-- Text section --
Constant propagation without iterations and stack based (#1756)

Changes how the constant propagation works. Instead of iterating over all methods multiple times, use a stack to emulate recursive processing of methods as they are needed. The doc in this change contains lot of details about the motivation and the algorithm used so please refer to that. This essentially makes constant propagation and branch removal per-method and not global step. It's still left as a global step which walks all methods and processes them, but that part is now not required by the algorithm. Interesting statistics (on a console hello world app): * Before this change we scanned over all methods 3 times - in total more than 217K method body scans). After the change we only scan over a total of 73K method bodies (total number of methods is 72K, so we scan most methods only once) * Since there are no loops in framework, the maximum number of times we scan any method is 2 * The maximum depth of the processing stack is 16 (but it's a simple app) The great savings in CPU are accompanied with a larger memory usage. The step now stores a dictionary of all methods (and one reference as a value, the values are almost all non-unique so the storage necessary for values is tiny). This will be necessary anyway for once we move this into `MarkStep` as it has to keep a cache of already processed methods.

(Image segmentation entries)
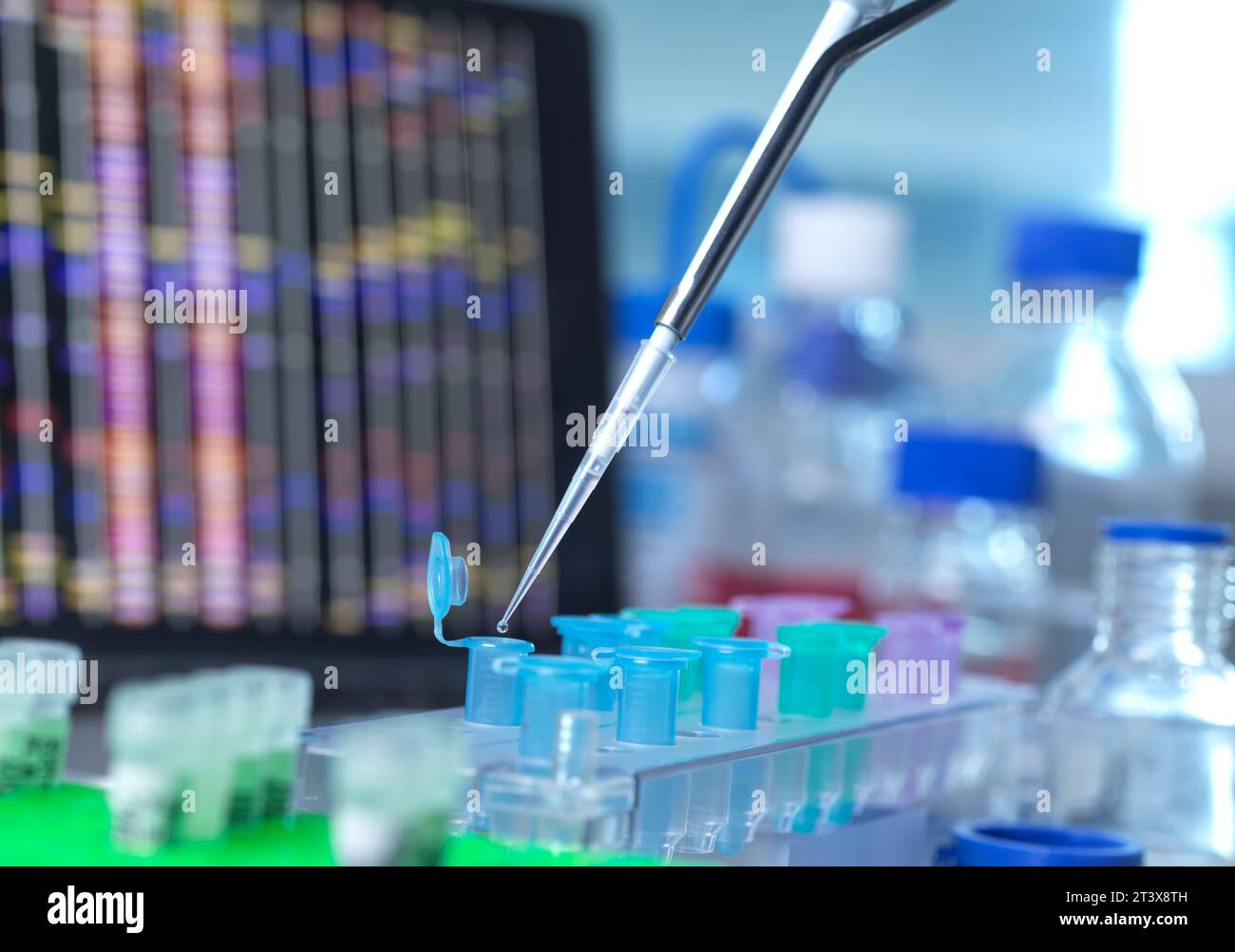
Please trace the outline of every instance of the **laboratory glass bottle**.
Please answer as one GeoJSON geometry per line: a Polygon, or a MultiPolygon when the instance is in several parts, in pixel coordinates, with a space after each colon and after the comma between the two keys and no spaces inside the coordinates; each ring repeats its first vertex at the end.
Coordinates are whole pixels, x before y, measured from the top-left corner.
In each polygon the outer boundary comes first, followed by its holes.
{"type": "Polygon", "coordinates": [[[1039,809],[1149,863],[1235,863],[1231,553],[1226,526],[1108,522],[1093,646],[1044,695],[1039,809]]]}
{"type": "Polygon", "coordinates": [[[999,431],[929,422],[904,436],[863,601],[958,612],[966,668],[1035,679],[1051,579],[1036,448],[999,431]]]}
{"type": "MultiPolygon", "coordinates": [[[[790,194],[772,219],[776,295],[746,330],[732,461],[735,557],[752,580],[856,595],[887,504],[898,420],[923,404],[898,301],[908,221],[890,203],[790,194]]],[[[758,314],[758,312],[757,312],[758,314]]]]}
{"type": "MultiPolygon", "coordinates": [[[[1195,507],[1204,461],[1195,401],[1173,364],[1125,338],[1141,237],[1028,219],[1013,242],[1016,280],[992,295],[992,332],[1014,357],[974,414],[1019,428],[1042,452],[1052,573],[1068,590],[1091,580],[1099,519],[1188,519],[1195,507]]],[[[1092,606],[1079,604],[1084,626],[1092,606]]]]}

-- Exercise 1 --
Reproduce all of the image segmentation records word for word, leaving the pictures out of your answer.
-- Exercise 2 --
Pick up the text on stack-based constant propagation where it ends and keep writing.

-- Right answer 1 --
Please trace the outline of every instance of the **laboratory glass bottle**.
Please answer as one GeoJSON geometry per line: a Polygon, or a MultiPolygon when the instance is in several parts, in pixel coordinates, with a space after each colon and after the comma between the two keys and no spaces inside the coordinates; each ring repeats its first vertex at the end.
Coordinates are whole pixels, x before y, measured from the top-left corner.
In each polygon the outer boundary comes first, followed by its holes.
{"type": "Polygon", "coordinates": [[[1039,809],[1149,863],[1235,863],[1231,553],[1226,526],[1108,522],[1093,646],[1044,695],[1039,809]]]}
{"type": "Polygon", "coordinates": [[[999,431],[929,422],[904,436],[863,601],[958,612],[966,668],[1035,679],[1051,579],[1036,448],[999,431]]]}
{"type": "MultiPolygon", "coordinates": [[[[790,194],[772,219],[776,295],[746,330],[732,461],[735,557],[752,580],[856,595],[887,504],[898,420],[923,404],[898,301],[908,221],[890,203],[790,194]]],[[[758,314],[758,312],[757,312],[758,314]]]]}
{"type": "MultiPolygon", "coordinates": [[[[1195,507],[1204,461],[1195,401],[1173,364],[1125,338],[1141,237],[1028,219],[1013,242],[1016,280],[992,295],[992,332],[1014,357],[974,414],[1019,428],[1042,452],[1052,573],[1068,590],[1091,580],[1099,519],[1188,519],[1195,507]]],[[[1092,606],[1079,604],[1084,626],[1092,606]]]]}

-- Right answer 2 --
author: Vitek Karas <vitek.karas@microsoft.com> 2021-01-20 15:39:10 +0300
committer: GitHub <noreply@github.com> 2021-01-20 15:39:10 +0300
commit: 279c07fdac70d3edc36b68b2085a8c781a5bc62d (patch)
tree: 9223667b6f8526420aec1f821086471ee2bf0d8e /docs/design
parent: cd0369c6ca1213409c1a81f789647fa65432fdff (diff)
1 files changed, 199 insertions, 0 deletions
diff --git a/docs/design/constant-propagation-and-branch-removal.md b/docs/design/constant-propagation-and-branch-removal.md
new file mode 100644
index 000000000..ee253a184
--- /dev/null
+++ b/docs/design/constant-propagation-and-branch-removal.md
@@ -0,0 +1,199 @@
+# Constant propagation and unreachable branch removal
+
+ILLink implements optimization which can propagate constant values across methods and based on these constants determine unreachable branches in code and remove those. This means that the code in the removed branch is not scanned for its dependencies which in turn won't be marked and can potentially be trimmed as well.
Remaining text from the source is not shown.